→ **Data**
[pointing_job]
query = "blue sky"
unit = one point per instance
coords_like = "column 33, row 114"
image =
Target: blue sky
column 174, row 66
* * *
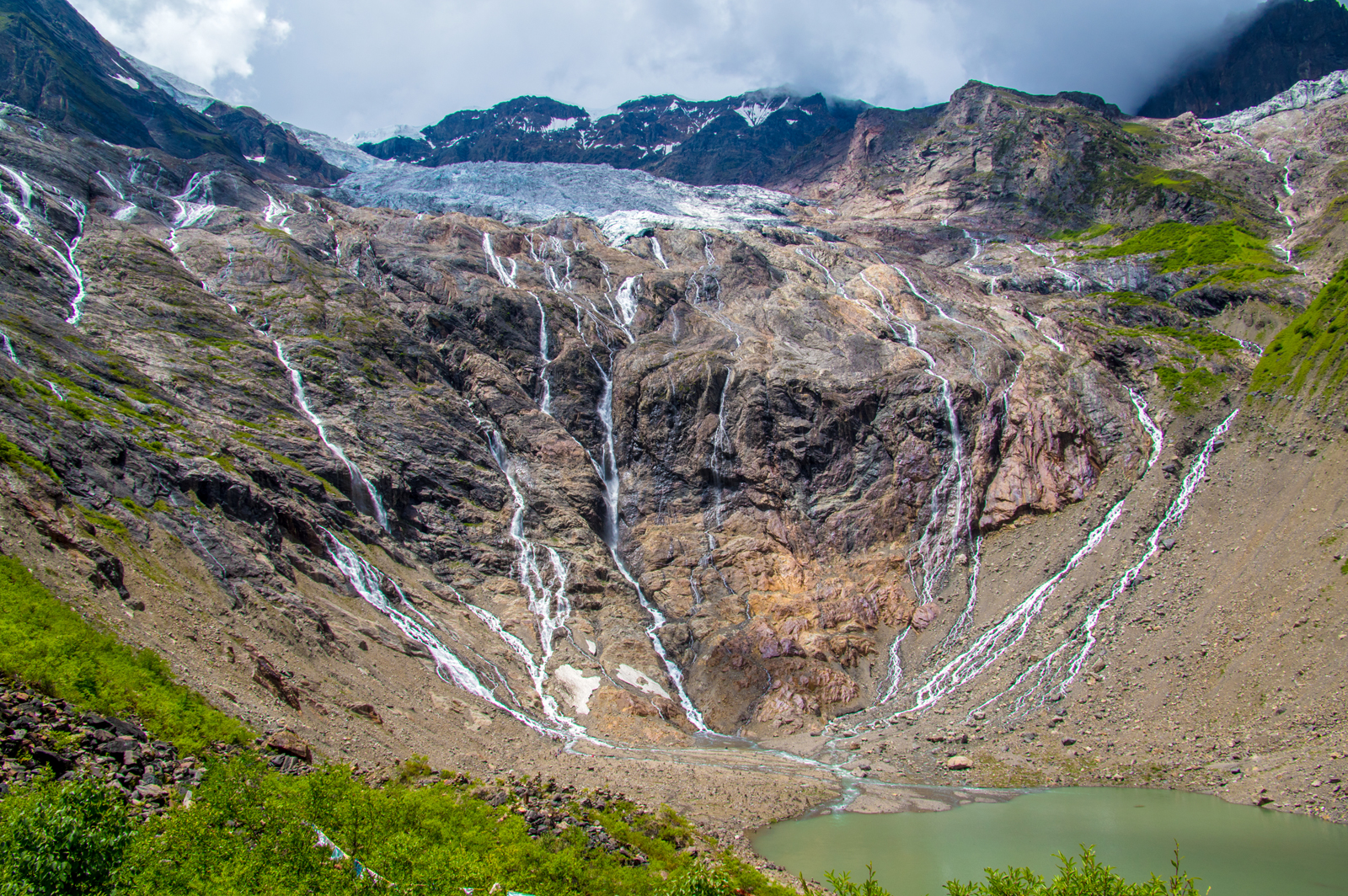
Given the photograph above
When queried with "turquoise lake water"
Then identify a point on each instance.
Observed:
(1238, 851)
---
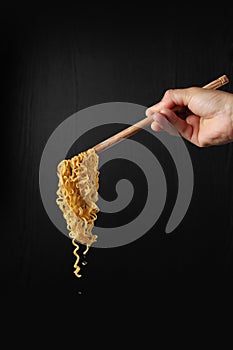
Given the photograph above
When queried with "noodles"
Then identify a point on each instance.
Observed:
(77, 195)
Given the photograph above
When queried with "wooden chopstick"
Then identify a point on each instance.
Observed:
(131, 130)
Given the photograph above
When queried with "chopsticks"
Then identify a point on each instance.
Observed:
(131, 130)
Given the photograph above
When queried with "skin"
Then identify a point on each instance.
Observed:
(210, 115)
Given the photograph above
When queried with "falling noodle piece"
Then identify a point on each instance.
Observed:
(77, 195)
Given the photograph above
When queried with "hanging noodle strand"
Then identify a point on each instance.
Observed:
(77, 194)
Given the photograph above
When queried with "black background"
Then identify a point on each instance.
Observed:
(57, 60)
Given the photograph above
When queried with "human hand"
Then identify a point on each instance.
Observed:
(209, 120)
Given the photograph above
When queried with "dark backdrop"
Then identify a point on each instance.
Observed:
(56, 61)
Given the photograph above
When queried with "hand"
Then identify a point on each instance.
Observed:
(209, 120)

→ **What the task requires**
Rewrite the lines of the listing from the line with "[pointing_job]" up to and including the line with "column 174, row 66", changing "blue sky" to "clear sky" and leaving everything else as is.

→ **Problem solution**
[pointing_job]
query = "clear sky"
unit = one point per instance
coords_like = "column 33, row 114"
image =
Target: clear sky
column 174, row 66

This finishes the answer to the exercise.